**Extracted text**
========================================
Biofabrication of a Fully Biological Gas Exchange Membrane for a Tissue-Based Lung

With less than 2,800 lung transplants per year in the U.S., long-term respiratory support is needed for the 15 million patients with chronic lung diseases. Extracorporeal membrane oxygenation (ECMO) can supplement patients’ gas exchange for months, but blood contact with ECMO oxygenators’ synthetic materials triggers clot formation. Systemic anticoagulants are used but must be limited to mitigate the risk of bleeding complications, and thus, the oxygenator clots, fails, and must be replaced every 1-4 weeks (Chapter 1). An endothelial cell coating like a blood vessel’s lining would reduce clotting, but long-term attachment of endothelial cells under shear stress has not been achieved on artificial materials (Chapter 2). The purpose of this dissertation is to tissue engineer a gas exchange membrane as an initial step toward creating the first, 100% biological, de novo, biofabricated lung. Chapter 3 provides a design overview of the macro-scale lung and the micro-scale tissue and then establishes their functional metrics. 

The first of two experimental chapters, Chapter 4 addresses the need for thin but strong biological membranes. Methods are described for casting and dehydrating collagen I to achieve a rehydrated thickness of 18.8 ± 3.6 µm standard deviation and concentration of approximately 300 mg/mL. The membranes retained plasma while suspended in air and withstood ≥120 mmHg of liquid pressure. The collagen I adhered and supported a confluent vascular endothelium and lung epithelium in air-liquid culture, creating a fully biological membrane (<50 µm thick) that mimics the layers of the native alveolar capillary barrier. Live/dead cell stains revealed sufficient water permeability and nutrient transport to support at least one layer of epithelial cells. Large molecule permeability results indicated epithelial cells, not just endothelial cells, will be necessary for barrier function between blood and gas spaces. In particular, the epithelial cell layer will need to be exchanged with a cell type with tighter junctions to bring albumin permeability closer to in vivo levels. A custom bioreactor was also utilized to quantify gas transfer across the collagen I (~20 µm), relative to a polydimethylsiloxane (PDMS) elastomer (~51 µm). Studies found the collagen I to be less O₂ permeable than the PDMS (p < 0.01). This result, in combination with theoretical diffusivity constants, suggests the collagen I membrane at this concentration should be relatively three to four-fold thinner (~14 µm) than the PDMS elastomer to match its performance. To decrease thickness further, low levels of chemical cross-linkers could be used to strengthen the collagen.
========================================
**Record extracts**
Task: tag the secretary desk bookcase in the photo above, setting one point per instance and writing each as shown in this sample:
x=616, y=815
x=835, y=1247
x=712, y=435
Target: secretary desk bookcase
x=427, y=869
========================================
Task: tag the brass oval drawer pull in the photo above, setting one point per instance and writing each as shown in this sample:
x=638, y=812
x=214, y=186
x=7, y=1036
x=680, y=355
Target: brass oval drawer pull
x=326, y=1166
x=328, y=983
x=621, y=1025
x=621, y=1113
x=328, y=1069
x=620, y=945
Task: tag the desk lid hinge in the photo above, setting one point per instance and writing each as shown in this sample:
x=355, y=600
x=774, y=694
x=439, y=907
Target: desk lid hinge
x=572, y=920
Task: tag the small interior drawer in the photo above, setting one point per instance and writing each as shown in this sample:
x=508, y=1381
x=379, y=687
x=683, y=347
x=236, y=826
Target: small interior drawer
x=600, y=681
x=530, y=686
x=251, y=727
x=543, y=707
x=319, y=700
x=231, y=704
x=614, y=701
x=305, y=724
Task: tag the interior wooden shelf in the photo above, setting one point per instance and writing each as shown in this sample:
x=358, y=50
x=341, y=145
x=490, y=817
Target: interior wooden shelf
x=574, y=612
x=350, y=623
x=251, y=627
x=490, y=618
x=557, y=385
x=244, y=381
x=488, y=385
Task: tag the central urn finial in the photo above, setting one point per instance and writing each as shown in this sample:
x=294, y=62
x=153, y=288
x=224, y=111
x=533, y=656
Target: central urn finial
========================================
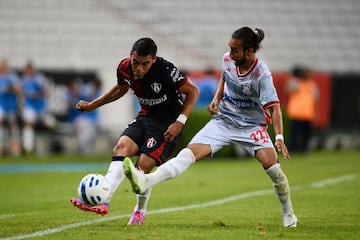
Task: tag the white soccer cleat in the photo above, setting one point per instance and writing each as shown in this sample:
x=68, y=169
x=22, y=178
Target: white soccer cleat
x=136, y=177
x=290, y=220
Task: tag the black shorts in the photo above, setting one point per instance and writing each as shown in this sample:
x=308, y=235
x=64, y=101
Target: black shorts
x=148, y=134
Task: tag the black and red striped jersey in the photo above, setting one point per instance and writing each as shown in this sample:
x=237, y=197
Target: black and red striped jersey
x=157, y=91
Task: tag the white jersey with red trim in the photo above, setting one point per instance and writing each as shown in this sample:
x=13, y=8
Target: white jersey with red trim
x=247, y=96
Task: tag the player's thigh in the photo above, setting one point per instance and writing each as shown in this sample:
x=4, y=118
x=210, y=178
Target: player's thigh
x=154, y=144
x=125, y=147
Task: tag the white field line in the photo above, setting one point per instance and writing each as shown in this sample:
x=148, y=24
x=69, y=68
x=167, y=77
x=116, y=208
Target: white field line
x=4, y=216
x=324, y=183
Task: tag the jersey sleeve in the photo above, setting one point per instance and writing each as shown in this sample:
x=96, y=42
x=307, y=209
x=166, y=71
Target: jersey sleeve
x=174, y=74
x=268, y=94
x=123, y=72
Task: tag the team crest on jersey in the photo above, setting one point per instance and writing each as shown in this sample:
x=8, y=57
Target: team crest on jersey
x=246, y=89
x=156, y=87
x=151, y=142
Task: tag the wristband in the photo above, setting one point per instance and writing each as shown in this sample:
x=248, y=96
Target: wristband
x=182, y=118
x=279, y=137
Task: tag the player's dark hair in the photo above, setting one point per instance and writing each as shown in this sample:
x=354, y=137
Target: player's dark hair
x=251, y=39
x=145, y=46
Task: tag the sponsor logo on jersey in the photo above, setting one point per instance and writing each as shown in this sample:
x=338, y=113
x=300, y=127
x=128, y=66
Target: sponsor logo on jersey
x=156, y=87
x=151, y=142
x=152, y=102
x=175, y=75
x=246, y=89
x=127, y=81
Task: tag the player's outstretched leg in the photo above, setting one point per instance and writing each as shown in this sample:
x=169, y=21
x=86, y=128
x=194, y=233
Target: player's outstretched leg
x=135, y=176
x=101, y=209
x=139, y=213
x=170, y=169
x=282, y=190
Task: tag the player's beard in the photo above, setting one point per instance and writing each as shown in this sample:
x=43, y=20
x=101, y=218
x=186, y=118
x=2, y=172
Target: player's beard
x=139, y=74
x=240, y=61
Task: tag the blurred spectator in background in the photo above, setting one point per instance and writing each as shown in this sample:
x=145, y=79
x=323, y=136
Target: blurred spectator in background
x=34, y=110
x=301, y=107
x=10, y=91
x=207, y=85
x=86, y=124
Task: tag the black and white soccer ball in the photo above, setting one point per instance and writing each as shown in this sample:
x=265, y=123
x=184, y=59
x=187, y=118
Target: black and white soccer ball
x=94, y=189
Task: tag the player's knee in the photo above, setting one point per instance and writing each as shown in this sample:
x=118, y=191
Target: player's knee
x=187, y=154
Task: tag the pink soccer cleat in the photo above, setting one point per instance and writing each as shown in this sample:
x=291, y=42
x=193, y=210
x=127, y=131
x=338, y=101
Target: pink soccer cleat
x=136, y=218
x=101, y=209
========================================
**Required work**
For each statement, say yes or no to whether it agrees with the text on the gas exchange membrane, and quote the text's deciding words exactly. (a) The collagen I membranes withstood at least 120 mmHg of liquid pressure. (b) The collagen I was found to be more O₂ permeable than the PDMS elastomer. (c) Long-term attachment of endothelial cells under shear stress has been achieved on artificial materials. The records were taken from a separate source.

**Solved problem**
(a) Yes: "withstood ≥120 mmHg of liquid pressure"
(b) No: "Studies found the collagen I to be less O₂ permeable than the PDMS (p < 0.01)"
(c) No: "long-term attachment of endothelial cells under shear stress has not been achieved on artificial materials"